>>>
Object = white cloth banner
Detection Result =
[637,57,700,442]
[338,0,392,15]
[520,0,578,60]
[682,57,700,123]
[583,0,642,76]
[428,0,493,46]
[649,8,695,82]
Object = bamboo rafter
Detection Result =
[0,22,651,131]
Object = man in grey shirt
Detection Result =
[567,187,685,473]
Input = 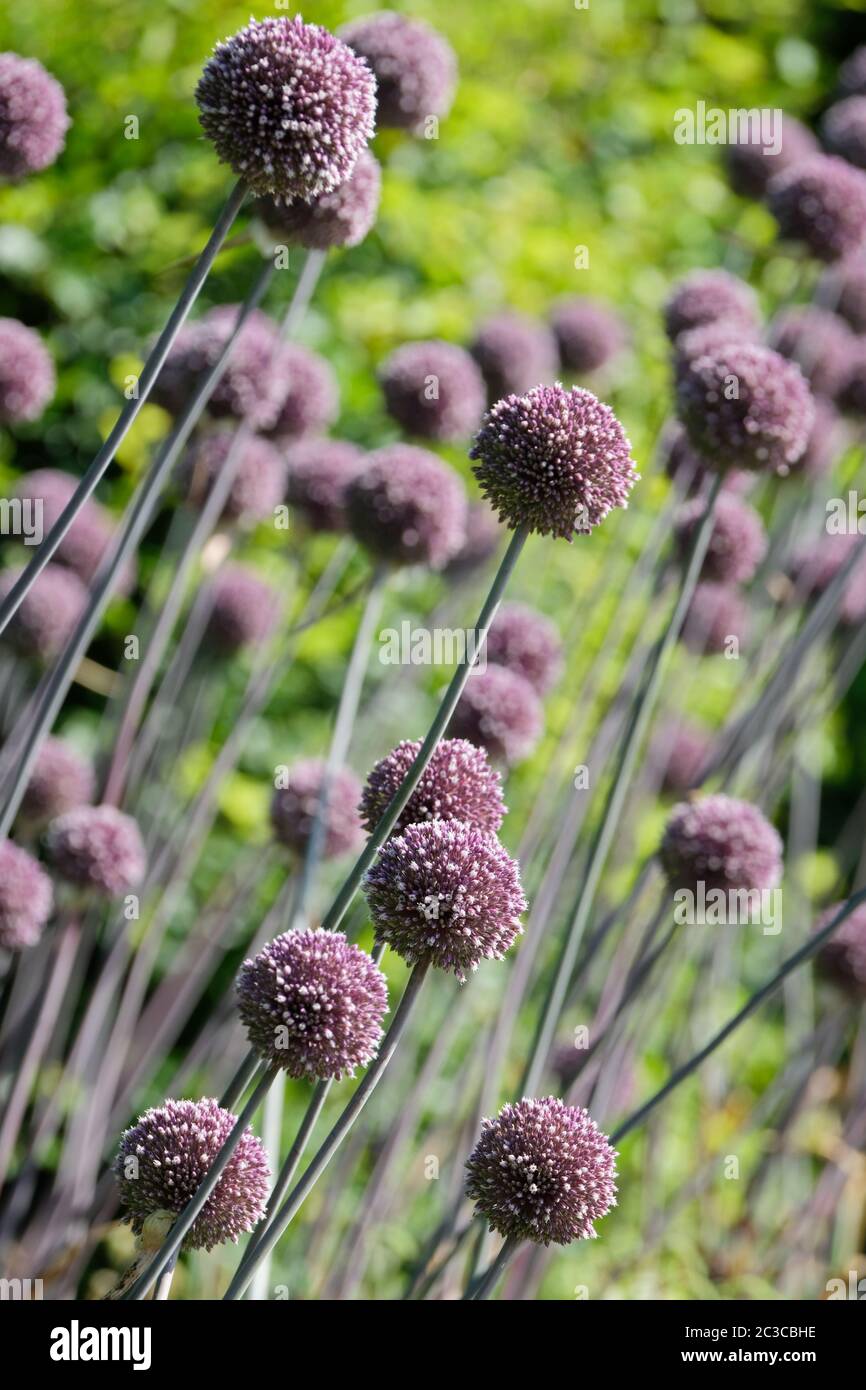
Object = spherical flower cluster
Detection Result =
[664,270,756,341]
[360,738,506,835]
[0,53,70,178]
[659,792,783,892]
[470,385,639,541]
[0,840,54,951]
[254,150,382,252]
[204,564,279,656]
[674,492,767,584]
[677,343,815,474]
[767,154,866,261]
[183,430,285,521]
[726,115,819,197]
[236,931,388,1081]
[286,439,367,531]
[265,343,339,443]
[470,313,559,404]
[339,10,457,132]
[485,603,563,695]
[683,581,748,656]
[346,443,466,570]
[550,299,626,375]
[364,820,527,980]
[770,304,853,398]
[196,15,375,202]
[379,339,487,443]
[448,666,542,766]
[46,806,147,898]
[466,1095,617,1245]
[21,738,96,826]
[0,318,56,425]
[271,758,361,859]
[0,564,88,662]
[114,1099,271,1250]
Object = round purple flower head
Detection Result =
[674,492,767,584]
[815,902,866,998]
[196,15,375,202]
[346,443,466,570]
[183,430,285,521]
[448,666,544,766]
[770,304,853,398]
[470,313,559,404]
[236,931,388,1081]
[254,150,382,252]
[659,792,783,892]
[46,806,147,898]
[21,738,96,826]
[0,53,70,178]
[265,343,339,445]
[379,339,487,443]
[0,840,54,951]
[206,564,279,656]
[767,154,866,261]
[550,299,626,375]
[0,318,56,425]
[339,10,457,133]
[360,738,506,835]
[271,758,361,859]
[286,439,367,531]
[677,343,815,474]
[726,115,819,197]
[364,820,527,981]
[470,384,639,541]
[485,603,563,695]
[0,564,88,662]
[466,1095,617,1245]
[114,1099,271,1250]
[664,270,756,341]
[683,581,748,656]
[822,96,866,170]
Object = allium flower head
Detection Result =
[254,150,382,252]
[206,564,279,656]
[114,1099,271,1250]
[286,439,367,531]
[339,10,457,132]
[677,343,815,474]
[674,492,767,584]
[364,820,527,980]
[470,313,559,404]
[448,664,544,766]
[360,738,506,835]
[271,758,361,859]
[470,384,639,541]
[379,339,487,443]
[46,806,147,898]
[0,564,88,662]
[196,15,375,202]
[466,1095,617,1245]
[0,840,54,951]
[0,318,56,425]
[0,53,70,178]
[659,792,783,892]
[550,299,626,375]
[346,443,466,570]
[236,931,388,1081]
[21,737,96,826]
[485,603,563,695]
[183,430,285,521]
[767,154,866,261]
[664,270,758,339]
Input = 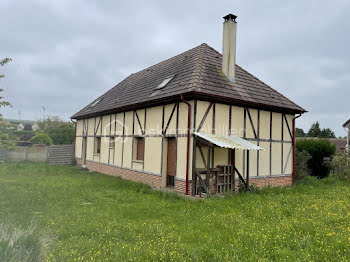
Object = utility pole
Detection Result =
[42,106,46,121]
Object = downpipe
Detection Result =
[181,94,191,195]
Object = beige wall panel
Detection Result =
[259,142,270,176]
[231,106,244,137]
[176,137,187,179]
[125,111,136,135]
[111,114,115,135]
[75,137,83,158]
[135,109,145,135]
[115,113,124,136]
[272,113,282,140]
[132,161,143,171]
[96,116,103,136]
[144,137,162,174]
[246,141,258,177]
[146,106,163,135]
[87,117,95,136]
[196,146,208,168]
[123,137,132,168]
[272,143,282,175]
[86,137,94,160]
[114,137,123,166]
[100,137,109,164]
[93,155,100,162]
[196,101,213,134]
[76,120,84,136]
[283,143,293,175]
[102,115,111,136]
[215,104,230,135]
[246,108,258,138]
[260,111,270,139]
[179,100,194,134]
[214,147,228,167]
[283,115,294,141]
[164,104,176,135]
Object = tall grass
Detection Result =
[0,222,52,262]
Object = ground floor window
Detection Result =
[133,137,145,161]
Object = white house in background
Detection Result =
[343,119,350,154]
[32,123,39,131]
[17,123,24,131]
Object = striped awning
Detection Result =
[194,132,264,150]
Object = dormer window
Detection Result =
[156,75,175,89]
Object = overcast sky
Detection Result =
[0,0,350,136]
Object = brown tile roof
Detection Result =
[72,44,306,118]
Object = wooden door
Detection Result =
[81,137,87,165]
[166,137,176,187]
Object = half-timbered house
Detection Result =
[72,14,305,195]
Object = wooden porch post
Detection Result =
[247,150,249,190]
[191,135,197,196]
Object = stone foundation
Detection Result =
[77,159,292,194]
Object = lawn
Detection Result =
[0,163,350,261]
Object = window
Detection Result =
[133,137,144,161]
[94,137,101,155]
[156,75,175,89]
[109,137,115,148]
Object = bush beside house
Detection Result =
[296,139,336,178]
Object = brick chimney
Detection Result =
[222,14,237,82]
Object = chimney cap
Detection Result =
[223,14,237,22]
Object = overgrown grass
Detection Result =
[0,163,350,261]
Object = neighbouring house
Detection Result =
[32,123,39,131]
[343,119,350,154]
[17,123,24,131]
[296,137,347,153]
[72,14,306,195]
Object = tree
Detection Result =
[295,139,336,178]
[38,116,66,133]
[49,124,75,145]
[295,127,306,137]
[307,121,335,138]
[29,134,53,146]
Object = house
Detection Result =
[295,137,347,153]
[32,123,39,131]
[17,123,24,131]
[343,119,350,154]
[72,14,306,195]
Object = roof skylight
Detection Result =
[90,99,102,107]
[156,75,175,89]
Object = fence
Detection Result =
[5,145,74,164]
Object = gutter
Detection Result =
[292,112,303,185]
[180,94,191,195]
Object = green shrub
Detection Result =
[48,124,75,145]
[29,134,52,146]
[324,154,350,180]
[295,150,311,180]
[296,139,336,178]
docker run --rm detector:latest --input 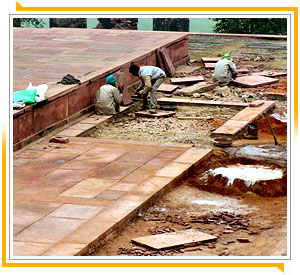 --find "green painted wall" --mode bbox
[138,18,153,31]
[17,18,215,33]
[190,18,215,33]
[86,18,99,29]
<<<
■ REQUIRED WORK
Reproduce verbatim everything from the start of the material down to the line containing "[567,187,685,473]", including that line.

■ EXERCISE RESPONSE
Object = white cloth banner
Detection Result =
[637,57,700,442]
[338,0,392,15]
[520,0,578,60]
[682,57,700,123]
[583,0,642,76]
[428,0,493,46]
[649,8,695,82]
Object = bamboo rafter
Detection Result =
[0,22,651,131]
Object = man in grey shirt
Detection Result =
[567,187,685,473]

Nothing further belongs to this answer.